--- start Exercise inputs ---

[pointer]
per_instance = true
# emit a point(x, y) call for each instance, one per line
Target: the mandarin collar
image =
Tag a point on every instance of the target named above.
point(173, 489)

--- end Exercise inputs ---

▶ What the task asks
Can you write out every line of the data above again, requests included, but with each coordinate in the answers multiplied by 0.95 and rounded to a whole number, halves rounding up?

▶ Worked solution
[pointer]
per_instance = true
# emit a point(x, y) call for each instance, one per line
Target: the mandarin collar
image =
Tag a point on every instance of the target named above.
point(164, 465)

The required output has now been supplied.